* **TAREFA 1**
Copie fielmente um trecho do texto sobre Baryshnikov: comece nas palavras "Baryshnikov nasceu em" e pare logo após "do balé russo.".
* **TAREFA 2**
Troque "even-odd" por "nonzero" nas entradas e reproduza-as com todo o resto inalterado. Deixe as imagens fora da resposta.

* **TEXTO DE LEITURA**
——
Ele disse que não gosta da forma como o termo “desertor” soa em inglês, evocando a imagem de um traidor que cometeu alta traição.
“Não sou um desertor – sou um seletor”, disse ele. “Essa foi minha escolha. Eu selecionei esta vida.”
Baryshnikov nasceu em Riga, na Letônia, sob controle soviético, e mudou-se para Leningrado, hoje São Petersburgo, em 1964, quando tinha 16 anos, para estudar com o renomado professor Alexander Pushkin. Aos 19 anos, ingressou no Kirov Ballet, hoje conhecido como Mariinsky, e rapidamente se tornou uma estrela no cenário do balé russo.
Após sua deserção, ele se mudou para Nova York e ingressou no American Ballet Theatre (que mais tarde dirigiu como diretor artístico) e depois no New York City Ballet. O proeminente dançarino masculino das décadas de 1970 e 1980, seu poder de estrela ajudou a elevar o balé na cultura popular. Ele trabalhou como ator, aparecendo no palco e em vários filmes, incluindo “The Turning Point”, bem como na série de televisão “Sex and the City”. E em 2005 fundou o Baryshnikov Arts Center em Manhattan, que apresenta dança, música e outras programações.


Nos últimos anos, Baryshnikov, que tem cidadania americana e letã, tornou-se mais ativo em relação à política. Ele criticou o ex-presidente Donald J. Trump, comparando-o aos “perigosos oportunistas totalitários” da sua juventude. Ele também se manifestou contra a invasão da Ucrânia pela Rússia, acusando o presidente da Rússia, Vladimir V. Putin, de criar um “mundo de medo”. Ele é o fundador da True Russia, uma fundação de apoio aos refugiados ucranianos.
Numa entrevista, Baryshnikov refletiu sobre o 50º aniversário de sua deserção; o pai que deixou na União Soviética (sua mãe morreu quando ele tinha 12 anos); a dor que sente pela guerra ucraniana; e os desafios que os artistas russos enfrentam hoje. Estes são trechos editados da conversa.
Que lembranças você tem daquele dia de junho em Toronto?
Lembro-me de sentir uma sensação de conforto e segurança depois de ver alguns rostos muito amigáveis no carro da fuga. Mas também senti medo de que tudo acontecesse de outra forma – que a qualquer momento pudesse desmoronar e se tornar um filme policial ruim. Eu estava começando uma nova vida, algo totalmente desconhecido, e a decisão era minha e minha responsabilidade. Era hora de eu crescer.
——
* **ENTRADAS DA TAREFA**
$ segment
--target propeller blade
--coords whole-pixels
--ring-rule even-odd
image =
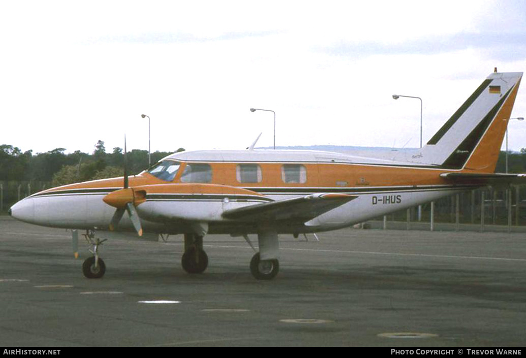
——
* **RESPOSTA ESCRITA 1**
Baryshnikov nasceu em Riga, na Letônia, sob controle soviético, e mudou-se para Leningrado, hoje São Petersburgo, em 1964, quando tinha 16 anos, para estudar com o renomado professor Alexander Pushkin. Aos 19 anos, ingressou no Kirov Ballet, hoje conhecido como Mariinsky, e rapidamente se tornou uma estrela no cenário do balé russo.

* **RESPOSTA ESCRITA 2**
$ segment
--target propeller blade
--coords whole-pixels
--ring-rule nonzero
image =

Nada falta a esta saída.